▸ **Document passage**
════════════════
Dogs are much like humans in the sense that no two dogs are the same. There are, however, a few ways to make an informed decision about what type of dog is a good match for certain human personalities, environments and lifestyles. A dog’s breed can tell you a lot about what that dog’s temperament is like, as well as which instinctive reactions it will have in response to certain stimuli. A Labrador Retriever, for example, would see a group of children playing and would run to join them, while a Border Collie would attempt to herd the children as they would with sheep.
Understanding canine behavior really boils down to knowing what they were bred for. There are going to be individual differences even within breeds, but here are a few of the most popular breeds and what you can expect from their behavior:
Originally, the bulldog was bred to fight against other dogs, bears, and bulls. They look tough because they were bred to be sturdy and ferocious. Nowadays, the bulldogs gene pool has been mellowed out, and these dogs are tame and make great family pets. Bulldogs are gentle, friendly, affectionate and enjoy the friendship of other dogs and of people. They are still fairly dominant, so strange dogs and larger animals may put them on edge, so be sure to keep other dogs clear of a bulldog if it’s in an unfamiliar face or exhibiting territorial behavior.
════════════════
▸ **The data**
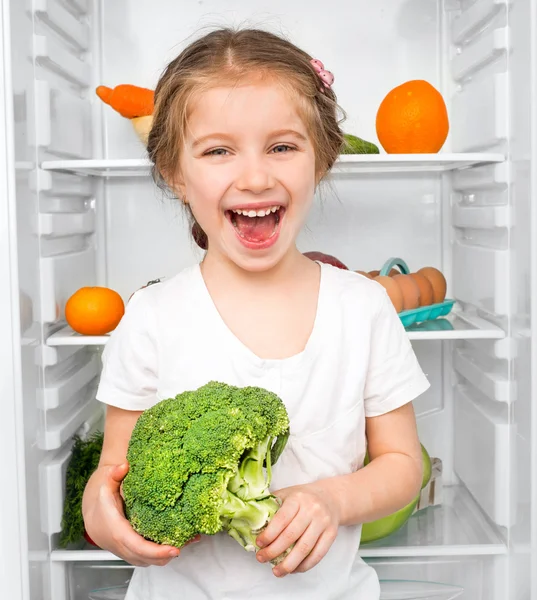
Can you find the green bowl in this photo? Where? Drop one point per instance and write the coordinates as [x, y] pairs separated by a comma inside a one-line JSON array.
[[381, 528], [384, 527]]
════════════════
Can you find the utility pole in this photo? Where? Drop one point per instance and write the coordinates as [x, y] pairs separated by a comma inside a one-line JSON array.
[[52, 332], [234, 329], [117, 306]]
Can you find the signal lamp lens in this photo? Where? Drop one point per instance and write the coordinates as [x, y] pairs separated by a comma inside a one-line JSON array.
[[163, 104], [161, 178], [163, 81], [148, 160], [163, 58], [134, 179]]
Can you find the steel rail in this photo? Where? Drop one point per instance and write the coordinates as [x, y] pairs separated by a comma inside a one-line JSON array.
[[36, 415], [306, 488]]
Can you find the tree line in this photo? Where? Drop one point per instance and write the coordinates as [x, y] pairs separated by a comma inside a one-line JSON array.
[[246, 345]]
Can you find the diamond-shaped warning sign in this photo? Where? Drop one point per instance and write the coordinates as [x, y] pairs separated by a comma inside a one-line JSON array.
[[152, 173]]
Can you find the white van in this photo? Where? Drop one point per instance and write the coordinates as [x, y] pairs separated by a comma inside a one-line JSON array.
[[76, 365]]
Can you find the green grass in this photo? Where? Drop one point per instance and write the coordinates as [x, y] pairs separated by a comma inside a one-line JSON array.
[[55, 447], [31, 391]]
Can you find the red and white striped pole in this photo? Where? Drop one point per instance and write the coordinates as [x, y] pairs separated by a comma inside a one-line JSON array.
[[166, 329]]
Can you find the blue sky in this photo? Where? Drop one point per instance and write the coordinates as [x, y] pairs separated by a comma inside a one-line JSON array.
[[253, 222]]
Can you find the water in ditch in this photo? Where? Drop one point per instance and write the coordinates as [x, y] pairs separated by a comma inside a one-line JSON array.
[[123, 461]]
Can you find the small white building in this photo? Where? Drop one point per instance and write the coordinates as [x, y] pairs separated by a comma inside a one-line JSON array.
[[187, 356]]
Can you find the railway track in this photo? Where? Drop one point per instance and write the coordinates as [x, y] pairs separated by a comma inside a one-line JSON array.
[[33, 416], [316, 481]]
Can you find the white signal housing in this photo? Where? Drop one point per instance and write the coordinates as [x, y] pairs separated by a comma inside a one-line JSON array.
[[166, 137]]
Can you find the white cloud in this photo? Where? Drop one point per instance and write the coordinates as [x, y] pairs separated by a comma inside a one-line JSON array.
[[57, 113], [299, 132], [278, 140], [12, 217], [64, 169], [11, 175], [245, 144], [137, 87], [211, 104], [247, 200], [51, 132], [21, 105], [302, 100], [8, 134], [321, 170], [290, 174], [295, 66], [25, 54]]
════════════════
▸ **Work task**
Please rewrite the stretch of the dog breed passage from "Dogs are much" through "would with sheep.", swapping "Labrador Retriever" for "Golden Retriever". Rely only on the dog breed passage.

▸ **Completed exercise**
Dogs are much like humans in the sense that no two dogs are the same. There are, however, a few ways to make an informed decision about what type of dog is a good match for certain human personalities, environments and lifestyles. A dog’s breed can tell you a lot about what that dog’s temperament is like, as well as which instinctive reactions it will have in response to certain stimuli. A Golden Retriever, for example, would see a group of children playing and would run to join them, while a Border Collie would attempt to herd the children as they would with sheep.